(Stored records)
^^^^^^^^
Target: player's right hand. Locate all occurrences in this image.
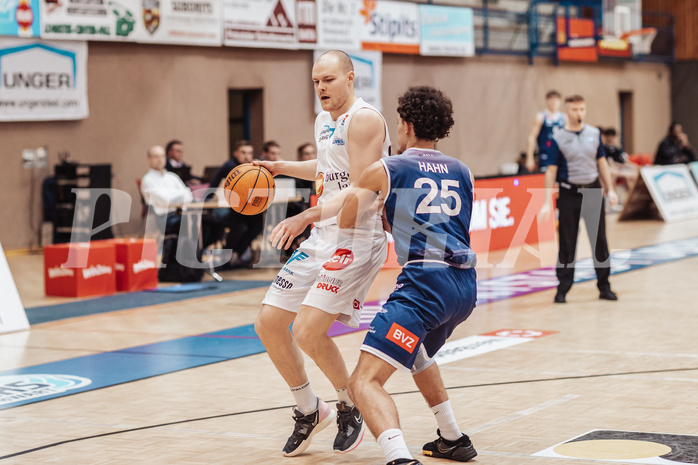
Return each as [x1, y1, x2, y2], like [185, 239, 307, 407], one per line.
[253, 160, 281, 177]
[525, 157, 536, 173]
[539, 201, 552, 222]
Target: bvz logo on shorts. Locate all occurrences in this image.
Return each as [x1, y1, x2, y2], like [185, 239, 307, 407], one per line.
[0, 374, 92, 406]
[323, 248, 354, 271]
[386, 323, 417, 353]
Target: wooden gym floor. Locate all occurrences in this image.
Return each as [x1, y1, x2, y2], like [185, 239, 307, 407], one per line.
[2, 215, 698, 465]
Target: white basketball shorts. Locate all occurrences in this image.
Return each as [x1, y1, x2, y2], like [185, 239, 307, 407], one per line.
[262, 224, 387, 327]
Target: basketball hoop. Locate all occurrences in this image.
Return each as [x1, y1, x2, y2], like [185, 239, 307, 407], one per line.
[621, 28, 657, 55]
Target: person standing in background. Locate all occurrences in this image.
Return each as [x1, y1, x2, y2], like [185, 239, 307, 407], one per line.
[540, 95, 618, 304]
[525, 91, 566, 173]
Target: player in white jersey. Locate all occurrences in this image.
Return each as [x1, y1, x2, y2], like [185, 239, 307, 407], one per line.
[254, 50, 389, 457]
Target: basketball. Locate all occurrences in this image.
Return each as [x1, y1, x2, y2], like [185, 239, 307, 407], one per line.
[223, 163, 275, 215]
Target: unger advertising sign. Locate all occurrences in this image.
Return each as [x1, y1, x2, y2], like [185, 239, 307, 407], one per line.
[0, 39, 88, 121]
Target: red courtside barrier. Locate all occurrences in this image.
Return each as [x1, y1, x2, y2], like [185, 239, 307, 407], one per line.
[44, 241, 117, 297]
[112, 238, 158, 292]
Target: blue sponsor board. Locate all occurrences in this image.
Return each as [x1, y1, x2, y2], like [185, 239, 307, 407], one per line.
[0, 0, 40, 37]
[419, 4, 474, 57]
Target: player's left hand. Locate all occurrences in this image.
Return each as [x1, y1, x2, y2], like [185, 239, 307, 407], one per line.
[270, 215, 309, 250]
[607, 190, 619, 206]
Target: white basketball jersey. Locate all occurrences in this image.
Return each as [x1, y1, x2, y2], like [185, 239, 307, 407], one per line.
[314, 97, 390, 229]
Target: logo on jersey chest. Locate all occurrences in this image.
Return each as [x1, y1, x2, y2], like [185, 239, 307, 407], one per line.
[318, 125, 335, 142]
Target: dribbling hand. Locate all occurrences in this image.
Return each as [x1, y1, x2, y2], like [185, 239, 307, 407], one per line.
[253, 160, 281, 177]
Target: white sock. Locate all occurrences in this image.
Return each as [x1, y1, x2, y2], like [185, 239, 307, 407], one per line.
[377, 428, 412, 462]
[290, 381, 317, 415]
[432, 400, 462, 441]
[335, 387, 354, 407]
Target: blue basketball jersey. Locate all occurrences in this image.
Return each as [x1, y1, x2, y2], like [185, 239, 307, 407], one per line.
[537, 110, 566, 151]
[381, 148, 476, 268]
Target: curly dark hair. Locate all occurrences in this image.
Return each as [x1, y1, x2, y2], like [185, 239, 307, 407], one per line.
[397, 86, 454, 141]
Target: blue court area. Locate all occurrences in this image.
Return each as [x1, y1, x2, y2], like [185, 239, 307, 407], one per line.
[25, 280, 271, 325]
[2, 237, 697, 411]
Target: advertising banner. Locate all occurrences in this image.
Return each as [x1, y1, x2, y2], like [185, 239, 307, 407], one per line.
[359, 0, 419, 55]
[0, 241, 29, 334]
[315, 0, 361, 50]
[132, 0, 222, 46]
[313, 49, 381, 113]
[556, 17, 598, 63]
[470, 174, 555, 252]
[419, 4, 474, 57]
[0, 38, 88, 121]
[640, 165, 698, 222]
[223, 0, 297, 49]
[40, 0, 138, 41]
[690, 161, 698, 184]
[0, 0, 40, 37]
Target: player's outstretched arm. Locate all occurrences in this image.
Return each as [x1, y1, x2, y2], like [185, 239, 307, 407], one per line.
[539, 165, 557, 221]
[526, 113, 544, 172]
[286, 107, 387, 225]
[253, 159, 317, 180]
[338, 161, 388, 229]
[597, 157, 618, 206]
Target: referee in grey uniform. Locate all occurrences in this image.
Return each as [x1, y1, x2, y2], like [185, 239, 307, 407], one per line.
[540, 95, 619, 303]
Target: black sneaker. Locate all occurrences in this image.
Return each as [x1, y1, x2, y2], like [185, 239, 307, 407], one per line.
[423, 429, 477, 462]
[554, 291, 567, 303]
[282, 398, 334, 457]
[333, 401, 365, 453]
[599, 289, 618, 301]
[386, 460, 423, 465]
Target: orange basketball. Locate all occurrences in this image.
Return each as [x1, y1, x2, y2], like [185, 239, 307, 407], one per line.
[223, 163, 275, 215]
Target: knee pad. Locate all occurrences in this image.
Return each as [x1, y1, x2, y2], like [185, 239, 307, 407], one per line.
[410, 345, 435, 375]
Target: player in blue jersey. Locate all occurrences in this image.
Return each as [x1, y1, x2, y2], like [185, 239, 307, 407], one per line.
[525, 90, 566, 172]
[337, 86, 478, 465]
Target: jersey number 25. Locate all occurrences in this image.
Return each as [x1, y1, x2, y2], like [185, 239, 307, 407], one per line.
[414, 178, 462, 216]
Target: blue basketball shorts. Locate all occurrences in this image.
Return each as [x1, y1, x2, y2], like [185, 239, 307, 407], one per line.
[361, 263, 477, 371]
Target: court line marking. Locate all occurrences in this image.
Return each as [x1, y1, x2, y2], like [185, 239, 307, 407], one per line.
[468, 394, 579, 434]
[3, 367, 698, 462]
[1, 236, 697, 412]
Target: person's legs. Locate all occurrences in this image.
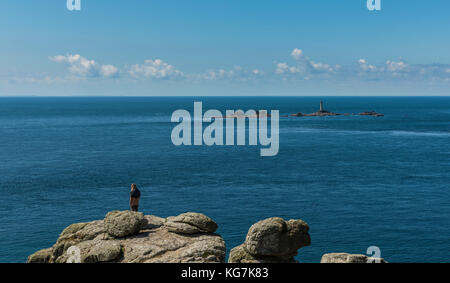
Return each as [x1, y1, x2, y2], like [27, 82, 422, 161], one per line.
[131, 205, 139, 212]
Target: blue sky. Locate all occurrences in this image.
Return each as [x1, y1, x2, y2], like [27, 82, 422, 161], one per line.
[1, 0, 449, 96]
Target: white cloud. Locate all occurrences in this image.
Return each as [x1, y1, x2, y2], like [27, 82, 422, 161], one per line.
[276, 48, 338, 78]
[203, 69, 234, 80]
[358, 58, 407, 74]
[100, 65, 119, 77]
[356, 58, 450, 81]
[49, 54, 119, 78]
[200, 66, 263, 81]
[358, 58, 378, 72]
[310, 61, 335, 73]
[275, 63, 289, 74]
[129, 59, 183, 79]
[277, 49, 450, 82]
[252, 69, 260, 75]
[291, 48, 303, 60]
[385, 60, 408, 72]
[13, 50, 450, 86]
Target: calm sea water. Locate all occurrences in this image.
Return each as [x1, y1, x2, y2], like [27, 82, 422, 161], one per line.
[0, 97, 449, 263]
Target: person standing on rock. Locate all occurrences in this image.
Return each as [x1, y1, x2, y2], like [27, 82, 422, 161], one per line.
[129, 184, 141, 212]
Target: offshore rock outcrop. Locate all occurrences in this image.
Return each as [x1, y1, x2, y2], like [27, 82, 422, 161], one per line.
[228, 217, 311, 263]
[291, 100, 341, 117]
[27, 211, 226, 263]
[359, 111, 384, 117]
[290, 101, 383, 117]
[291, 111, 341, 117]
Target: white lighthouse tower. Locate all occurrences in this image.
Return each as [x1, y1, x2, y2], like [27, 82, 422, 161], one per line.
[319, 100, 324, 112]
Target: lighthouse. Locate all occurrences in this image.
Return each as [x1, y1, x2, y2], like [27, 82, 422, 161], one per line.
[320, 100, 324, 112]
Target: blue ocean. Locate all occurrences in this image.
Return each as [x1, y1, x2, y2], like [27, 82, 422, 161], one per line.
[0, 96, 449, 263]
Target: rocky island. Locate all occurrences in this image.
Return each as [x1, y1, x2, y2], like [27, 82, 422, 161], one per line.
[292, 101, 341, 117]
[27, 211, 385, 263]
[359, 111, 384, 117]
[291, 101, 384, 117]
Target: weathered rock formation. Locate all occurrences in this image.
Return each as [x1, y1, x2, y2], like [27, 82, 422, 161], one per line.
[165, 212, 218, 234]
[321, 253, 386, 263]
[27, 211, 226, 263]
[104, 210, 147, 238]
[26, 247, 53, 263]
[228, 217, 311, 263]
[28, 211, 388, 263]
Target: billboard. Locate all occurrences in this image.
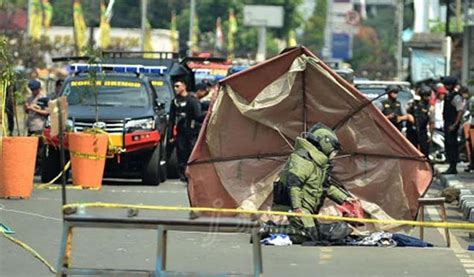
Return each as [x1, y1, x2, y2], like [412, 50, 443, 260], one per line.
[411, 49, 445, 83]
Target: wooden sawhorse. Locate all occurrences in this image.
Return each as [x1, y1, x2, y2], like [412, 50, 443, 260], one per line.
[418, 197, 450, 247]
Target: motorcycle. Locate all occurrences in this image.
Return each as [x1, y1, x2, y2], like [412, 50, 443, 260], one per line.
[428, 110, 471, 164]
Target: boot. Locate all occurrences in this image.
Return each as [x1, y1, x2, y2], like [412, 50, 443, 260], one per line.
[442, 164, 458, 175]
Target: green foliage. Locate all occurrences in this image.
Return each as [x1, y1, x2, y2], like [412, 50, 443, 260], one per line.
^^^^^^^^
ACTION ITEM => In the entries above, find each line with "lighthouse" and copy it.

WRITTEN REPLY =>
Target: white lighthouse tower. Locate all occurrences in this image.
Target: lighthouse. Locate all occurrences in this image.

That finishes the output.